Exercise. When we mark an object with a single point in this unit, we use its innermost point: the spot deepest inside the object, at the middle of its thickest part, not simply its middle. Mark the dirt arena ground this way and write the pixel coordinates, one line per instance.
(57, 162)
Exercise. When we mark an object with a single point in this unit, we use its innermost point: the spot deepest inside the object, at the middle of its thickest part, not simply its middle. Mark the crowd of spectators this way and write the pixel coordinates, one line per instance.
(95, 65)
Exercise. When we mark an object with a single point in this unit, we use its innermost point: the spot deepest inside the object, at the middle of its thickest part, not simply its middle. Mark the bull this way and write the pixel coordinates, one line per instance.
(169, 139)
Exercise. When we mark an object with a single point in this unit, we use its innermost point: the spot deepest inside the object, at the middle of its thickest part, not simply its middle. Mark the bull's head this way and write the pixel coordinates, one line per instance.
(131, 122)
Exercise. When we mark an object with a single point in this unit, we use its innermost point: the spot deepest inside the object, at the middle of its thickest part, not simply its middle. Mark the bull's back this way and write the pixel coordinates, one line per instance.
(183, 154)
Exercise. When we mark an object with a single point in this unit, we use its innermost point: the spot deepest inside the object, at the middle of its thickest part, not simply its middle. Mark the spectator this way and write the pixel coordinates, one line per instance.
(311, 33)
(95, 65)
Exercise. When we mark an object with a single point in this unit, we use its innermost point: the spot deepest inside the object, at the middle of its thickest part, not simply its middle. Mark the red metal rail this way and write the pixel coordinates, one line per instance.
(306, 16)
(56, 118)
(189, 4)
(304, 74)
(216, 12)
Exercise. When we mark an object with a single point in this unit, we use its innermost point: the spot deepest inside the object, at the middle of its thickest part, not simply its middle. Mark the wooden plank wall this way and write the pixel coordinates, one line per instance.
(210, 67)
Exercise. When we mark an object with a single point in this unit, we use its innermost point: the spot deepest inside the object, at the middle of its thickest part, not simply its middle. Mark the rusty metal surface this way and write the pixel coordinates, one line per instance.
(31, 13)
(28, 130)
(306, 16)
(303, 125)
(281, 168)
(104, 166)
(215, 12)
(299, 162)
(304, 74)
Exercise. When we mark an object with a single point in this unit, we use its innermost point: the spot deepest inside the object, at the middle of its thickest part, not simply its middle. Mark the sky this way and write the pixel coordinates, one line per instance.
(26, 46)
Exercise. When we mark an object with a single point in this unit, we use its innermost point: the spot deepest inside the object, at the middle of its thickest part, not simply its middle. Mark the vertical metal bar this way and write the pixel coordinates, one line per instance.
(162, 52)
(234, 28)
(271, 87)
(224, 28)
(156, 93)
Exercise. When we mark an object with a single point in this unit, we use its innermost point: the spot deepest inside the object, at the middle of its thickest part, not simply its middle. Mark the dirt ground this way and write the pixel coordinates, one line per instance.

•••••

PROBLEM DETAILS:
Repeat every entry word for word.

RESPONSE FOR THIS EXERCISE:
Exercise. When we mark an object with a single point in this unit, we use its innermost point: the spot deepest inside the object, at the middle of its thickest part, not simply its middle. Mark the dirt arena ground this way and write the pixel coordinates, one line per instance.
(57, 162)
Exercise. When we mark an object with a single point in this unit, we use its innermost point: the spot deepest inside the object, at the middle of its thickest part, not simply its middle. Mark the crowd of spectators this way and write the pixel coordinates, one line per instance.
(95, 65)
Exercise. When we mark an object with a single point in this unit, we use its innermost point: the spot deepest inside the object, at the middle of its thickest part, not simply its middle. Mark the bull this way and write the pixel coordinates, one line per instance.
(169, 139)
Exercise. When we mark an object with a single point in this unit, we use its innermost point: the spot deepest inside the object, at the middle of its thickest part, not simply its middle. Mark the bull's head this way and write the pixel coordinates, one line per instance.
(131, 122)
Exercise. When we mark an object with a single point in this unit, we use its innermost point: the spot deepest inside the object, at the middle of its thickest part, not simply its middle. Mark the bull's back this way and write the pixel coordinates, one line per instance.
(183, 154)
Exercise. When we mark an object with a single point in this unit, we use its innermost point: the spot deepest inside the object, at the middle of its thickest part, not simply its middle. Mark the spectator this way and write the pixel coordinates, one line per instance.
(311, 33)
(95, 65)
Exercise. When we mark an object with a single point in this unit, we use its innermost point: the spot deepest inside the object, at the middle of its thickest part, not simply its middle. Mark the red metal rail this way and write the pixel coordinates, one line per instance.
(306, 16)
(56, 118)
(189, 4)
(304, 74)
(216, 12)
Exercise. When we mark an object with a single point in this unit, we use its innermost point: the spot deepest inside the object, at the middle of its thickest part, not simply its middle. Mark the wooden plank wall this way and write the pixel coordinates, one line per instance.
(210, 67)
Exercise. When we mark an object with a single point in this unit, we use its innermost point: the spot deepest inside the object, at the middle of its thickest part, not simply its middle. Mark the rusty metal surface this way and write the pixel coordinates, one line per instance.
(31, 13)
(28, 130)
(306, 16)
(303, 125)
(281, 168)
(104, 166)
(215, 12)
(299, 162)
(304, 74)
Exercise. When we mark an object with a single point in this unit, we use its innermost point: the spot deepest inside the object, at the middle of its thickest part, not simply its middle. Mark the sky this way and write the pixel coordinates, one line per instance.
(26, 46)
Exercise. When we mark an object with a single point in this unit, we use its innermost point: the spot deepest inside the object, at the middle of its thickest part, not simply its middle. Mark the vertical metal bar this way and write the pixel coordinates, one line per instance.
(162, 52)
(234, 28)
(271, 87)
(224, 28)
(156, 93)
Exercise. When we mark an object with a single point in this unit, we use its innermost point: the spot deepest inside the object, at the middle of its thickest part, not simply its middle. Mark the dirt ground this way and write the pixel coordinates, one line per instance.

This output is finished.